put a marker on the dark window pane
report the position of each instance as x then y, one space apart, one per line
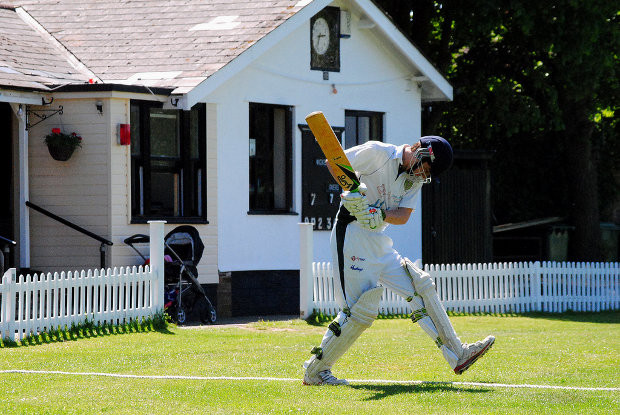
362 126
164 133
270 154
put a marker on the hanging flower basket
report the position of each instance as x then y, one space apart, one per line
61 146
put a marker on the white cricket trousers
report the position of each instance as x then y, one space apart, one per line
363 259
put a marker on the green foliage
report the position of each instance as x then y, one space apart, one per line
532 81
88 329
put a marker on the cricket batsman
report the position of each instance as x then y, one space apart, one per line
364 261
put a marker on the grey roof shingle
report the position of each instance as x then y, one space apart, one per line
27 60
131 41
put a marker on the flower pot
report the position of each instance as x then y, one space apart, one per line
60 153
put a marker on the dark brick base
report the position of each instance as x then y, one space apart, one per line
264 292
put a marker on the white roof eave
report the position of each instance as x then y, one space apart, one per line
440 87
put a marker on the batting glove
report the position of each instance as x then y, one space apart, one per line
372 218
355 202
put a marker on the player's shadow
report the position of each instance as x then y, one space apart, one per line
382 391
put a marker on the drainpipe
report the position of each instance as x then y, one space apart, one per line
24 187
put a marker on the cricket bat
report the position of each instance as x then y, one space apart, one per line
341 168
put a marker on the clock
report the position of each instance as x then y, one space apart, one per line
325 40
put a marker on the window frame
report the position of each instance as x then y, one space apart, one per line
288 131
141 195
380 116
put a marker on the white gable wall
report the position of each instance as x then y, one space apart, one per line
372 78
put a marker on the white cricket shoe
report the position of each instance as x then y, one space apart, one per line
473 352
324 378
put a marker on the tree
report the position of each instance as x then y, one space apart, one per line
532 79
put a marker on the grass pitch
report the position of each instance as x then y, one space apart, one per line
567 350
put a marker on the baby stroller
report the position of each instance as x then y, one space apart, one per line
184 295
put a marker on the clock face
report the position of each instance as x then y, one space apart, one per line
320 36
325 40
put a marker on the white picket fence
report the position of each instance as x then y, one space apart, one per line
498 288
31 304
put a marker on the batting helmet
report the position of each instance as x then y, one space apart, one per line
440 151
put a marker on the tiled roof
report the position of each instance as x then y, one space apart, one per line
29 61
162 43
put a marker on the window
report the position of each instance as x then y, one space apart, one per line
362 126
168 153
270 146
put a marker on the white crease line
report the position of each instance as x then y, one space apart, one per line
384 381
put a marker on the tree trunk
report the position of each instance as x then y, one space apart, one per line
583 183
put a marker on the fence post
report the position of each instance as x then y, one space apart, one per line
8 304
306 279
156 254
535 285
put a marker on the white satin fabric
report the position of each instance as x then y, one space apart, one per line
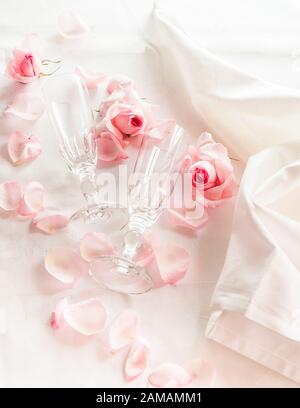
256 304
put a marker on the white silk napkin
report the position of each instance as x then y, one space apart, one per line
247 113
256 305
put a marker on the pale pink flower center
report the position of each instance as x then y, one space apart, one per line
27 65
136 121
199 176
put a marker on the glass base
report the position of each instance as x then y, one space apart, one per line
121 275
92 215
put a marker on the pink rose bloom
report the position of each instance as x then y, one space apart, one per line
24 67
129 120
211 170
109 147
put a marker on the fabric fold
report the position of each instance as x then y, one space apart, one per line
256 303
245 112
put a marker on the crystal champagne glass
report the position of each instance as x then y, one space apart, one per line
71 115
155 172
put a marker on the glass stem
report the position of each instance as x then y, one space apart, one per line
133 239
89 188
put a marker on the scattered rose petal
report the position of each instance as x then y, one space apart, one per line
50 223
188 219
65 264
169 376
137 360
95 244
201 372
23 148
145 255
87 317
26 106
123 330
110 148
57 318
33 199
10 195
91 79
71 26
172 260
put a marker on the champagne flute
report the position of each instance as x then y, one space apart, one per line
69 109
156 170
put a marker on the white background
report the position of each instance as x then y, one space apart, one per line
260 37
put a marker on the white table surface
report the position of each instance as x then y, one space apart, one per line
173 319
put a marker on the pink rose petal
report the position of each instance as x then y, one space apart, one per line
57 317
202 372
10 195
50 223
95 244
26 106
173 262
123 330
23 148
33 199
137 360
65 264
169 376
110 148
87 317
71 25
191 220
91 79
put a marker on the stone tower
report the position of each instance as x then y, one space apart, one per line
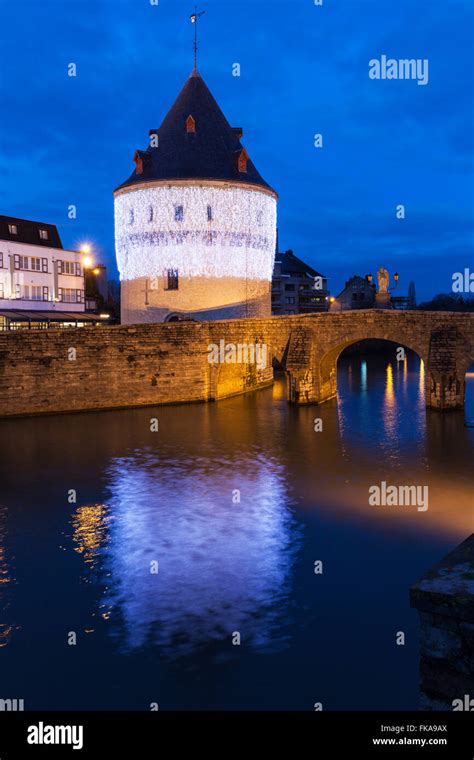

=-=-=

STATED PROBLEM ->
Rewrite everything from the line containing "put a marker on the stone tower" down to the end of the lines, with "marker" replaced by "pin" and nothing else changed. Leave the pictures out.

RESULT BELOW ->
put a pin on the stone tower
report the position of each instance as x then y, one space apart, one per line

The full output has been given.